### TASK GOAL
Reproduce, word for word, everything in the passage on Buddhist views of the self from "The one who brings" down to "terms of the self.".

### PAGE EXCERPT
---*---
I shall begin by repeating what I always say. All of the teachings of Buddhism can be reduced to two things: the practice of nonviolence and the philosophy of interdependent production.

    This philosophy begins with a rough understanding that is gradually refined to the point of knowledge of interdependent production in all its breadth. Interdependent production, on which all Buddhists are in agreement, denotes the production of manifold metamorphoses—that is, of the variety of effects, from the sole fact of the interaction of causes and circumstances. The Four Noble Truths and the two fundamental truths, of which we spoke yesterday, are therefore explained in terms of interdependent production.

    The one who brings together the philosophy of interdependent production and the practice of nonviolence is the person, the self. The one who establishes the view of interdependent production and experiences its benefits and drawbacks is, once more, the self. Likewise, the one who believes in nonviolence and puts it into practice is to be sought in terms of the self.


THESES CONCERNING THE SELF


Many in India before the Buddha had already pondered the question of the self, or atman. For certain Indian non-Buddhists, the self is a distinct entity from the aggregates. Now no Buddhist will ever admit the existence of a self of this kind. But within Buddhism itself there are numerous theses concerning the self. For certain branches of the Buddhist school of the Vaibhashikas, the aggregates constitute the substrate, or the basis, of the qualities of the self. Other Buddhist thinkers believe that the self has its substrate not in the five aggregates but in the aggregate of the consciousnesses alone—not in the sensory consciousnesses but in the mental consciousness only.

    For the adepts of Mind-Alone [the Chittamatrins], who prefer the criterion of the scriptures to that of logical argument, once it is posited that the mental consciousness is the substrate of the self, it becomes impossible to put one's finger on a mental consciousness that is not sullied, so it is necessary to posit the existence of a "fundamental" consciousness, external to the six psychosensory consciousnesses. Thus the Chittamatrins propose that this neutral fundamental consciousness constitutes the substrate of the qualities of the self. And so, besides the six psychosensory consciousnesses, or associations, the adherents of Mind-Alone postulate the existence of a fundamental consciousness and an emotional mental consciousness.

    The tantras as well distinguished eight consciousnesses. See, for example, The Diamond Necklace, the tantra that explains the Guhyasamaja, the Assembly of Mysteries. Still, we must recall that the fundamental consciousness of the tantras is not the same as the fundamental consciousness as the Chittamatrins conceive it. In their Chittamatrin writings devoted to the eight consciousnesses, Asanga and his brother, Vasubandhu, describe the fundamental consciousness as a totally neutral entity, while in the tantras the fundamental consciousness is most often an intentional metaphor for the clear light, and thus it loses its neutral character and becomes essentially positive.

    Now all these systems of thought demand that we find something or someone real when we seek the object that the word individual denotes. In these systems of thought, one does not rest content with the appearance of things that would exist by essence, but one recognizes that something real must be found when one seeks the designated object, which comes down to admitting the existence of objective realities beyond appearances. In other words, each school of Buddhist thought will explain in its own way that the existence of an entity is twofold: nominal and concrete. It is nonetheless necessary that the real substrate, the designated object whose existence is purely nominal, also exist really, or by essence. In all these systems, then, nominal existence is also inherent in the object named.
---*---
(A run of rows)

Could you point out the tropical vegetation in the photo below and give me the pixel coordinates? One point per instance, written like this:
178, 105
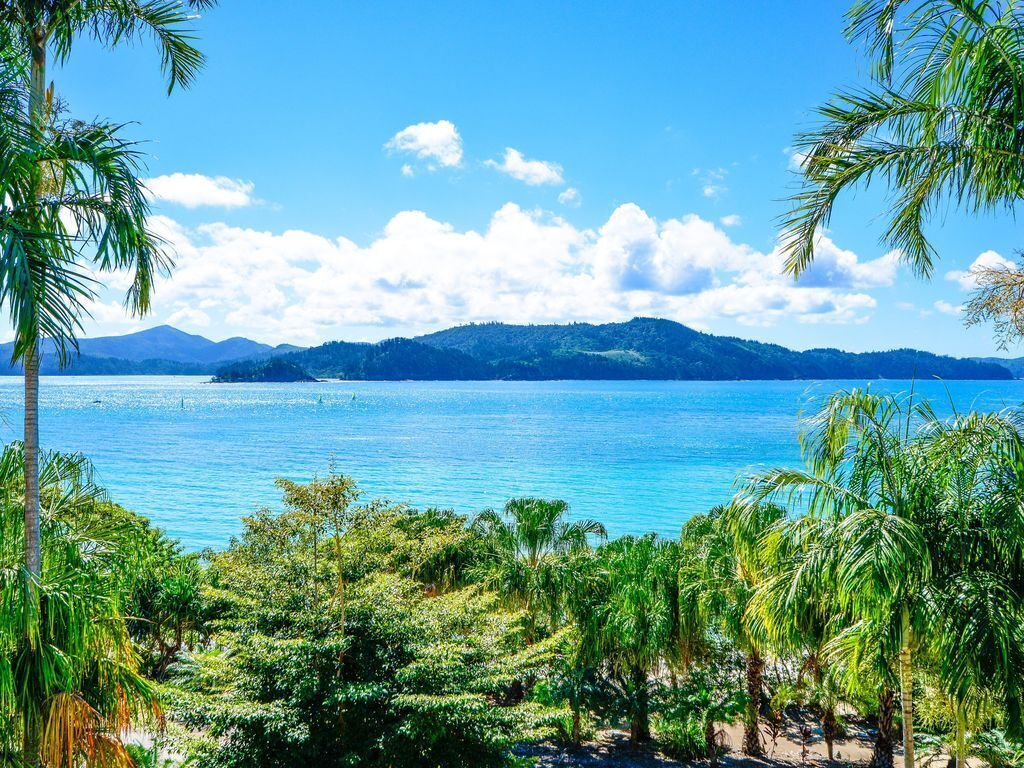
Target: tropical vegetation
938, 125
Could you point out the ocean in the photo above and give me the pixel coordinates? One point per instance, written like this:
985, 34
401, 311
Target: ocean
637, 456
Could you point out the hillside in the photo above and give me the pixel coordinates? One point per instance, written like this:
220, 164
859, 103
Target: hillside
156, 351
1013, 365
641, 348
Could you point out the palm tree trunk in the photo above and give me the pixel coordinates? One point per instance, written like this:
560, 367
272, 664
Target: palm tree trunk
33, 550
752, 736
906, 690
828, 730
961, 738
882, 755
640, 727
710, 741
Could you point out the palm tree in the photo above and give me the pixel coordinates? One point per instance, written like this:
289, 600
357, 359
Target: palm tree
631, 621
919, 541
70, 687
529, 556
794, 607
72, 194
722, 553
940, 124
864, 469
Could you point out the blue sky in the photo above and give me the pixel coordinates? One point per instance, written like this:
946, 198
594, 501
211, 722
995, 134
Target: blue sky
364, 170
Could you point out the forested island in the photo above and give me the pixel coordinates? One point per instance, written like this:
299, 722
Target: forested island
641, 348
339, 631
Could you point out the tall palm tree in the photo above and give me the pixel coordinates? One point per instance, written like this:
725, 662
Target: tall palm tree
529, 555
70, 687
631, 621
938, 125
922, 539
795, 609
74, 203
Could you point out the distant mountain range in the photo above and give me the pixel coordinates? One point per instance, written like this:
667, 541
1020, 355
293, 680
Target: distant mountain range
641, 348
157, 350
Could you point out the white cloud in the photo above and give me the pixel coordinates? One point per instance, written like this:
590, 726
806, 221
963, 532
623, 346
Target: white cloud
796, 159
437, 143
837, 267
946, 308
525, 266
195, 189
570, 197
532, 172
712, 181
189, 316
989, 259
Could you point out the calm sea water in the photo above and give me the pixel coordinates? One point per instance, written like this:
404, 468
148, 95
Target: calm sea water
639, 456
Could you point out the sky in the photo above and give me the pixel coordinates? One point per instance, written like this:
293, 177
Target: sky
365, 170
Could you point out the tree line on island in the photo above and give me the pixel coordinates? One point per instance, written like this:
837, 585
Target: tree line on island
641, 348
879, 588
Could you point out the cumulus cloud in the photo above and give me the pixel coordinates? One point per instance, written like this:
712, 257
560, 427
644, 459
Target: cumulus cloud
796, 159
987, 260
532, 172
570, 197
524, 266
437, 143
712, 181
195, 189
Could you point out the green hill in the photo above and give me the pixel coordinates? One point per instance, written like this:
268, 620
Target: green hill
641, 348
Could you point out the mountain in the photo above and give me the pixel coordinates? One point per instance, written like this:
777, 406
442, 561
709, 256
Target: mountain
1013, 365
641, 348
155, 351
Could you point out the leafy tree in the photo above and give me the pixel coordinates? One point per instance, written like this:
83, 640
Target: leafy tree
408, 670
690, 720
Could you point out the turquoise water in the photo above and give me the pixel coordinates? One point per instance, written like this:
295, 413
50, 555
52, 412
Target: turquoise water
638, 456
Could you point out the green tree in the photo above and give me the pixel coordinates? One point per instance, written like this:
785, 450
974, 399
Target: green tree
530, 553
630, 623
74, 204
911, 546
795, 609
726, 563
939, 125
70, 687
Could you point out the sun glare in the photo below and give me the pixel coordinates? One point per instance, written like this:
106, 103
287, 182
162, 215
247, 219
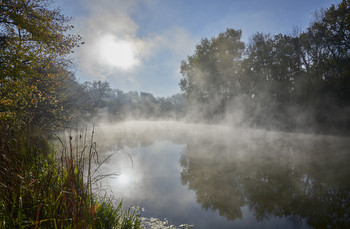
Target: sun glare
123, 179
117, 53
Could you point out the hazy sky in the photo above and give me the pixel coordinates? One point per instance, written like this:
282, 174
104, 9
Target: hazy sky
139, 44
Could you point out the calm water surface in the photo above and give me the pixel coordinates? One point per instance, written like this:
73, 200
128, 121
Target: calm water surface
217, 177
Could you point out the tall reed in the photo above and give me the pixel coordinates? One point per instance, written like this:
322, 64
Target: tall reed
39, 191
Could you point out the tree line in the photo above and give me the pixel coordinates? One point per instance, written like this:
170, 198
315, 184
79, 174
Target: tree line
278, 81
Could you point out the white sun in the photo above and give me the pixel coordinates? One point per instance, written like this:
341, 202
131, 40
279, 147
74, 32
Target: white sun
117, 53
123, 179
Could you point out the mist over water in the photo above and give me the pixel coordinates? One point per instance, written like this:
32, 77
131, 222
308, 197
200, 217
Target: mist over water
215, 176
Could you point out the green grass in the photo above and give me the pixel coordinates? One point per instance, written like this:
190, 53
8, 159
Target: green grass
39, 191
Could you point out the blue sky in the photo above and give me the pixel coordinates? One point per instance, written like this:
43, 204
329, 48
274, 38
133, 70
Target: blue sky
138, 45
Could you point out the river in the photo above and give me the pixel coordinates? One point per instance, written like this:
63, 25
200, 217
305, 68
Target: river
215, 176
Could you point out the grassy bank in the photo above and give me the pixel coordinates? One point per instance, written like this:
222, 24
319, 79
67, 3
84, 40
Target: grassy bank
39, 191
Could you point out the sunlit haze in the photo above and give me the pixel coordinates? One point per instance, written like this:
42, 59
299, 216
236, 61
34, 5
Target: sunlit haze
142, 43
117, 53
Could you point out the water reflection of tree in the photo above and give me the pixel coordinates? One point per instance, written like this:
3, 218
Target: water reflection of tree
302, 180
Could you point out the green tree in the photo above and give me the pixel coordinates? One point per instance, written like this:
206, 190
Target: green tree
33, 40
211, 75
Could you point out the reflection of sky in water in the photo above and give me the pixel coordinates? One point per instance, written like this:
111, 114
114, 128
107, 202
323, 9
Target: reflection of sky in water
170, 180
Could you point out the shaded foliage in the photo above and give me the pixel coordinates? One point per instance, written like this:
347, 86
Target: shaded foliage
33, 70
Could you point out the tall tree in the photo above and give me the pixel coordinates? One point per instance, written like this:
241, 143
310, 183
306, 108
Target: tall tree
211, 75
33, 39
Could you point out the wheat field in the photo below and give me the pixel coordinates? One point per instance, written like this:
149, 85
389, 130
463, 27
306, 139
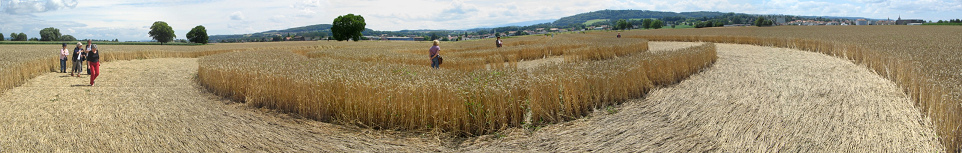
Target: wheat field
923, 60
481, 89
477, 91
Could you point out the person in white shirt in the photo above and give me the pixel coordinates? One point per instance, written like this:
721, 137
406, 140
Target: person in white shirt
63, 58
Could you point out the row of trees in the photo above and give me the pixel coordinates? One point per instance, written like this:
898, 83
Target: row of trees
163, 33
645, 23
47, 34
15, 37
950, 21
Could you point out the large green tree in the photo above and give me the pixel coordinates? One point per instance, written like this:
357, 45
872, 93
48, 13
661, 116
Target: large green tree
162, 32
67, 38
347, 27
50, 34
198, 35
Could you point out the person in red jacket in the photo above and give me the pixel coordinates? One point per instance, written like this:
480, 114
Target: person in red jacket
94, 58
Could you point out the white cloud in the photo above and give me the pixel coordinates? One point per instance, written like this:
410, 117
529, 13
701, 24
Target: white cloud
237, 15
34, 6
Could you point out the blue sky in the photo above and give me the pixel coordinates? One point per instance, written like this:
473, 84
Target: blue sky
130, 20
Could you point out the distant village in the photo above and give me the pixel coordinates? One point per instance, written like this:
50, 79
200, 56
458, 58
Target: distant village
779, 21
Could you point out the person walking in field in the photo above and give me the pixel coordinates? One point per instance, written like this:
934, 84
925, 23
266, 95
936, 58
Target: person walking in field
87, 53
435, 54
76, 58
63, 58
94, 58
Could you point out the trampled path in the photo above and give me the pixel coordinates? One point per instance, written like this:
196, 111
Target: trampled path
752, 99
155, 105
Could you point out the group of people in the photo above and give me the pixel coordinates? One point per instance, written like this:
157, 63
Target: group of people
435, 52
80, 55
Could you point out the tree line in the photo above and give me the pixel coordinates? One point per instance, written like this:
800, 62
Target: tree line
46, 34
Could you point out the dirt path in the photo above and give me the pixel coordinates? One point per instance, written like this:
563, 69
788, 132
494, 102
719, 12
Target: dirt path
754, 99
156, 106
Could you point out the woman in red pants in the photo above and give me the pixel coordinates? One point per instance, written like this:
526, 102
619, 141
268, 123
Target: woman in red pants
94, 58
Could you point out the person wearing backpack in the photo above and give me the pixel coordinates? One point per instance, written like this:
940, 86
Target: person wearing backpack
435, 54
94, 58
63, 58
76, 58
87, 53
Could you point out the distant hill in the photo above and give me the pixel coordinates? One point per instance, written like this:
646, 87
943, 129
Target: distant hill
631, 14
318, 30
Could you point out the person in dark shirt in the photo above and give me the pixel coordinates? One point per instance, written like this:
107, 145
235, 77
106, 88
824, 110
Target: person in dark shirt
77, 62
94, 58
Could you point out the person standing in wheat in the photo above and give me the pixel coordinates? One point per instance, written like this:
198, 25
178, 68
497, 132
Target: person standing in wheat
435, 54
63, 58
87, 53
76, 58
94, 58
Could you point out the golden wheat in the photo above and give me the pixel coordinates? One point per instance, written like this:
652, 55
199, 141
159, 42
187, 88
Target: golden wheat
923, 60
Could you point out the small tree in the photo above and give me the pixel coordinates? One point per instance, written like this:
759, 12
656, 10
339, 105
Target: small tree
198, 35
347, 27
622, 24
762, 22
22, 37
67, 38
656, 24
50, 34
162, 32
646, 23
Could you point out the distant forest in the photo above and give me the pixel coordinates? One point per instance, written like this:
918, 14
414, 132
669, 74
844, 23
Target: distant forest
575, 22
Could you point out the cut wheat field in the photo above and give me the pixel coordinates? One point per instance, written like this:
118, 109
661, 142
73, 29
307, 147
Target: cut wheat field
158, 105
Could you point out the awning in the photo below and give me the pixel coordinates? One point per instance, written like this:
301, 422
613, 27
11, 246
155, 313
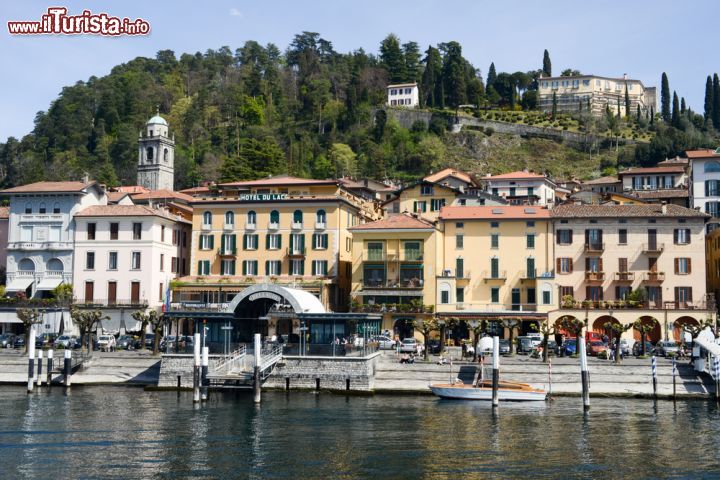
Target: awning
19, 284
49, 283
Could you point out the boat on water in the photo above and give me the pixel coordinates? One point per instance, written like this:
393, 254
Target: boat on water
482, 390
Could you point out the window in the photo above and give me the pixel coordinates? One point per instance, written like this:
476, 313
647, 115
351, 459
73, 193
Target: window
683, 266
135, 265
273, 267
90, 260
137, 231
426, 190
273, 241
112, 260
297, 267
530, 240
622, 236
227, 267
250, 241
320, 241
681, 236
207, 242
204, 267
564, 237
564, 265
319, 268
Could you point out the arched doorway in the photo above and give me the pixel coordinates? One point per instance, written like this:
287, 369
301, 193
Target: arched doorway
679, 327
654, 335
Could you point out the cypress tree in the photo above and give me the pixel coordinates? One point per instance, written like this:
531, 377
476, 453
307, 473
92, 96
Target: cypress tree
716, 102
547, 65
492, 76
708, 99
665, 98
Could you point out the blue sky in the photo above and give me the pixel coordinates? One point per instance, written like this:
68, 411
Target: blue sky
640, 38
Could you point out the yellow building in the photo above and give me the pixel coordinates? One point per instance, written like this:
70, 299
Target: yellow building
394, 264
283, 230
497, 263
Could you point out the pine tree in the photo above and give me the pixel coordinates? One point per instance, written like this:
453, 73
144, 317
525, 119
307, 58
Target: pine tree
716, 102
708, 99
675, 116
665, 99
547, 65
492, 75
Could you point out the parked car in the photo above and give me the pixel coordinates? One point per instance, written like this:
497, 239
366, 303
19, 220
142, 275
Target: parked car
7, 340
106, 342
125, 342
667, 349
385, 342
637, 348
409, 345
595, 347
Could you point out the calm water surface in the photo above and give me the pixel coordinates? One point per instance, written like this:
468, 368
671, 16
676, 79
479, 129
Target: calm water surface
121, 432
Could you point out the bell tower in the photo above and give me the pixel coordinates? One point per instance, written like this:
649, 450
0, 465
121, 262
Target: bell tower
156, 158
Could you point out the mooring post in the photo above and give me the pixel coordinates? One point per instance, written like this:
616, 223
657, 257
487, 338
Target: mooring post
67, 365
39, 369
256, 370
584, 374
203, 379
196, 368
31, 357
50, 367
654, 370
496, 370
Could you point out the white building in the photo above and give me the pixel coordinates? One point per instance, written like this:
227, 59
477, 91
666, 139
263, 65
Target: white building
41, 232
705, 185
522, 187
125, 258
403, 95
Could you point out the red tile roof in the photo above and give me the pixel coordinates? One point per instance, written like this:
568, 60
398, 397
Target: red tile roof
395, 222
494, 212
703, 153
50, 187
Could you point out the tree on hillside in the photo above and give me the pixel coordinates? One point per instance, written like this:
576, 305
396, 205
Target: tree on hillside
547, 65
665, 99
392, 59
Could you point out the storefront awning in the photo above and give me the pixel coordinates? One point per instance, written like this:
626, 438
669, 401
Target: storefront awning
19, 284
49, 283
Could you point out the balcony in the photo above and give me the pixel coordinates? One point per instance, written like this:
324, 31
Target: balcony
227, 252
295, 252
34, 246
594, 248
111, 303
594, 276
654, 277
500, 275
622, 277
653, 248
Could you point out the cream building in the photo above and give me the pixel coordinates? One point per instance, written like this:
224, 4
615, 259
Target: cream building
604, 253
595, 93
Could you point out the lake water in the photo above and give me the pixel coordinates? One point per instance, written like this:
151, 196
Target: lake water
123, 432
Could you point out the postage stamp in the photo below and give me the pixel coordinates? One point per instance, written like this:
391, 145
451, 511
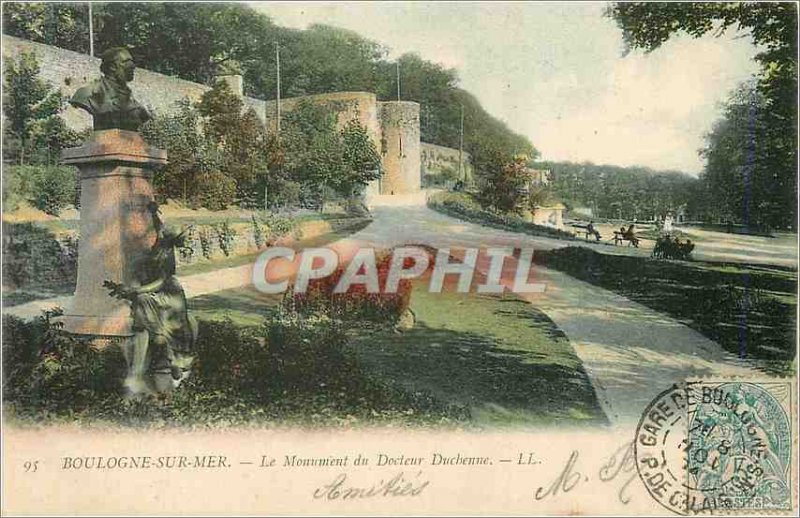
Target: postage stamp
720, 446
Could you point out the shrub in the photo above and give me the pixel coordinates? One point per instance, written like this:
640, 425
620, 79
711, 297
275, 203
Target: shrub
48, 370
48, 188
356, 304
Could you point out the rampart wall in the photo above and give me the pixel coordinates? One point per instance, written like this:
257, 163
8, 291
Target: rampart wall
393, 126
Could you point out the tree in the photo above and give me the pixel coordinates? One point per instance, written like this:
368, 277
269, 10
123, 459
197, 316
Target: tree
63, 25
361, 161
34, 132
502, 181
766, 178
240, 138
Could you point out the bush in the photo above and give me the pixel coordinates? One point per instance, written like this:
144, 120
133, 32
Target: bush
356, 304
463, 206
50, 371
295, 368
34, 258
48, 188
214, 191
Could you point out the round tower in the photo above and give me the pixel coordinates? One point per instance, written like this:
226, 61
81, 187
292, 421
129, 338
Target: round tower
400, 148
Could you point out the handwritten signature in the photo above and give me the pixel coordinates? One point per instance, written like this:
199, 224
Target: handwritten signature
620, 464
398, 485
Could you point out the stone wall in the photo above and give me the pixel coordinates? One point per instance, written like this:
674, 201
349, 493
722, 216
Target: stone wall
401, 147
69, 70
387, 123
35, 258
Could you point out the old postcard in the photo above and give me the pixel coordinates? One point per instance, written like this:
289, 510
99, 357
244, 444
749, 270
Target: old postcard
399, 258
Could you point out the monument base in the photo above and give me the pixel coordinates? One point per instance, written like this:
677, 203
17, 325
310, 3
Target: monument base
98, 325
116, 228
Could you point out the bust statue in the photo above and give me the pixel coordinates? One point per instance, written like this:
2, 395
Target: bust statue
109, 99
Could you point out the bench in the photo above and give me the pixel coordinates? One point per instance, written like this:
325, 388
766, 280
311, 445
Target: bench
619, 237
586, 233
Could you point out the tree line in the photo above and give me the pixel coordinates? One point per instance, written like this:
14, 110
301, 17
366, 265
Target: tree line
750, 175
620, 192
219, 152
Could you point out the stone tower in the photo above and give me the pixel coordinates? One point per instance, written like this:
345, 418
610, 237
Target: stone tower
400, 147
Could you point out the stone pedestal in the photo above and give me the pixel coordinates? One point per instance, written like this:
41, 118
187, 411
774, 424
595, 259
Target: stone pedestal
116, 227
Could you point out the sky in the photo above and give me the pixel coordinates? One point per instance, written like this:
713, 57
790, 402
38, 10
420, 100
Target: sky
555, 72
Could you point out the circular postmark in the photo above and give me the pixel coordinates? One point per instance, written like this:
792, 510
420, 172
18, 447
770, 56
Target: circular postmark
739, 448
707, 446
658, 446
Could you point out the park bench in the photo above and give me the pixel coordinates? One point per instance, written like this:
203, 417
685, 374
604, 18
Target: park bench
584, 229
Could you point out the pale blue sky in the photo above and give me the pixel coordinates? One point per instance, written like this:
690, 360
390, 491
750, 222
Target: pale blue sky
555, 72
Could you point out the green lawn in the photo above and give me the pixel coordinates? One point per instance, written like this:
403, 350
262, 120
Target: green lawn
243, 306
239, 260
495, 354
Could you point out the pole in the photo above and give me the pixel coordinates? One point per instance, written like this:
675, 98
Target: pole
398, 79
461, 149
91, 32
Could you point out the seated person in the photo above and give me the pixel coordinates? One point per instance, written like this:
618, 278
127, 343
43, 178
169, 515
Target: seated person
591, 231
630, 235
---*---
### TASK ANSWER
The one who brings together the philosophy of interdependent production and the practice of nonviolence is the person, the self. The one who establishes the view of interdependent production and experiences its benefits and drawbacks is, once more, the self. Likewise, the one who believes in nonviolence and puts it into practice is to be sought in terms of the self.